→ PROBLEM
From the entries below, return only the lines starting at the one that contains "Task: for the roadway count, mark the metal" and ending at the one that contains "Target: man in dark suit", exactly as they stand.

→ THE INPUT
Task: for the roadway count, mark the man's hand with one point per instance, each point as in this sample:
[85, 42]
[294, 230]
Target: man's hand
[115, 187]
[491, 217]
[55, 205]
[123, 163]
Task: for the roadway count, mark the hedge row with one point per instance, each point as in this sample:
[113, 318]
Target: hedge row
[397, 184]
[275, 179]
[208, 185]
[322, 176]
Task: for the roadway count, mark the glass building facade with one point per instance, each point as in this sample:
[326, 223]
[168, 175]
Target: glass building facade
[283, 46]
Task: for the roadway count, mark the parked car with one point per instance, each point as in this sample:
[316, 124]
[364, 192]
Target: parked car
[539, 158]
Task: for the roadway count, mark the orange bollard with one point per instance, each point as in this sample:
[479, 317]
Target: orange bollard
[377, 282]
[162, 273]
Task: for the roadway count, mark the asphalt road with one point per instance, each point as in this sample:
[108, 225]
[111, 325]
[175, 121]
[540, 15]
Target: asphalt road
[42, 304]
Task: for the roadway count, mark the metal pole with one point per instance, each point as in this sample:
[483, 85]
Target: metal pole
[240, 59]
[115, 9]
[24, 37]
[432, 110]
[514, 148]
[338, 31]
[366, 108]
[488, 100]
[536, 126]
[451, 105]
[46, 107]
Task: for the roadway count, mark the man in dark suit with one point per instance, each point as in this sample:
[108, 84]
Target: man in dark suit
==
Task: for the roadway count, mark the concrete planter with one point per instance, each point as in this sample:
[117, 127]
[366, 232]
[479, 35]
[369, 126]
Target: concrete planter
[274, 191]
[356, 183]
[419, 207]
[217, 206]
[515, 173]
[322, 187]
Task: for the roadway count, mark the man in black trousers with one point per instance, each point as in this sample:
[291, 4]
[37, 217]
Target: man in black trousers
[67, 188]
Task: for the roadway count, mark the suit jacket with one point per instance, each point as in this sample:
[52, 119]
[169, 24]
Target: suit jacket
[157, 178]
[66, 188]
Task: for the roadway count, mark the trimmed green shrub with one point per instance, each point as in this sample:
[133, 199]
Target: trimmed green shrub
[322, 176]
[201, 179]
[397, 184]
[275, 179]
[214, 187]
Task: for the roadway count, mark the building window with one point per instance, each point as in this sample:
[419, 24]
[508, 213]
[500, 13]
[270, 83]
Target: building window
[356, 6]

→ SOLVED EXERCISE
Task: for the roadway count, mark the metal pole with one point per instance, each point as in this sample:
[483, 85]
Target: metal pole
[240, 59]
[115, 9]
[24, 37]
[432, 110]
[514, 148]
[338, 31]
[366, 108]
[488, 100]
[536, 126]
[451, 105]
[46, 107]
Task: for the roadway count, mark the man in dark suit with one point per instance, each point as in this sample:
[108, 84]
Target: man in dark suit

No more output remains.